Continue the case discussion on frosted branch angiitis and antisynthetase syndrome, picking up after its last sentence.

■ **TEXT PROVIDED**
....
Frosted branch angiitis due to retinal vasculitis that was associated with antisynthetase syndrome
B. Diagnostic anterior chamber paracentesis and intravitreal foscarnet
Despite the patient’s clinical presentation being suggestive of autoimmune retinal vasculitis, the most appropriate initial step is to rule out viral retinitis with an anterior chamber paracentesis and empirical treatment with intravitreal foscarnet (choice B) given the patient’s immunocompromised status. Escalating immunosuppression (choice A) is inappropriate before excluding infectious etiologies. Peripheral blood smear and flow cytometry (choice C) for clonality assessment or positron emission tomography–computed tomography (choice D) for occult malignancy screening are inappropriate in the short-term setting.
....
■ **SUPPLIED ENTRIES**
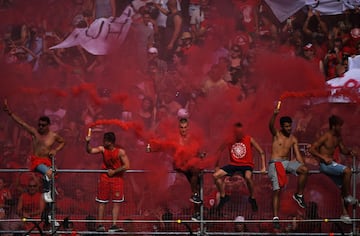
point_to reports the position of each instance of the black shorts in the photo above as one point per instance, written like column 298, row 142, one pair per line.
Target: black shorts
column 231, row 169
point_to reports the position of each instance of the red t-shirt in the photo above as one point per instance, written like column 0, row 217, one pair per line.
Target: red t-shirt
column 241, row 153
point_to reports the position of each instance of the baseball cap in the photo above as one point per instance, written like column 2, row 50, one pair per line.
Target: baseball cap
column 308, row 47
column 152, row 50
....
■ **RESULT FOR THIS TASK**
Frosted branch angiitis is a form of retinal vasculitis that is characterized by diffuse vascular sheathing and various degrees of intraocular inflammation.1 Idiopathic frosted branch angiitis occurs in otherwise healthy patients in their first or third decade of life following a viral illness and has a favorable prognosis with systemic steroid therapy.1- 3 Secondary frosted branch angiitis occurs in patients with an underlying infection, such as cytomegalovirus, herpes simplex virus, varicella-zoster virus, toxoplasmosis, tuberculosis, and syphilis, or inflammatory disease, such as Crohn disease, granulomatosis with polyangiitis, sarcoidosis, systemic lupus erythematosus, antiphospholipid syndrome, Behçet disease, multiple sclerosis, familial Mediterranean fever, or drug-induced antineutrophil cytoplasmic antibody vasculitis,1,3- 5 and is thought to result from immune complex deposition. The frosted branchlike appearance may be associated with leukemia or lymphoma due to vessel wall infiltration with malignant cells. This patient had a normal whole-blood flow cytometry. Frosted branch angiitis may also present as a paraneoplastic manifestation of Hodgkin lymphoma6; however, this patient had an unremarkable whole-body positron emission tomography–computed tomography.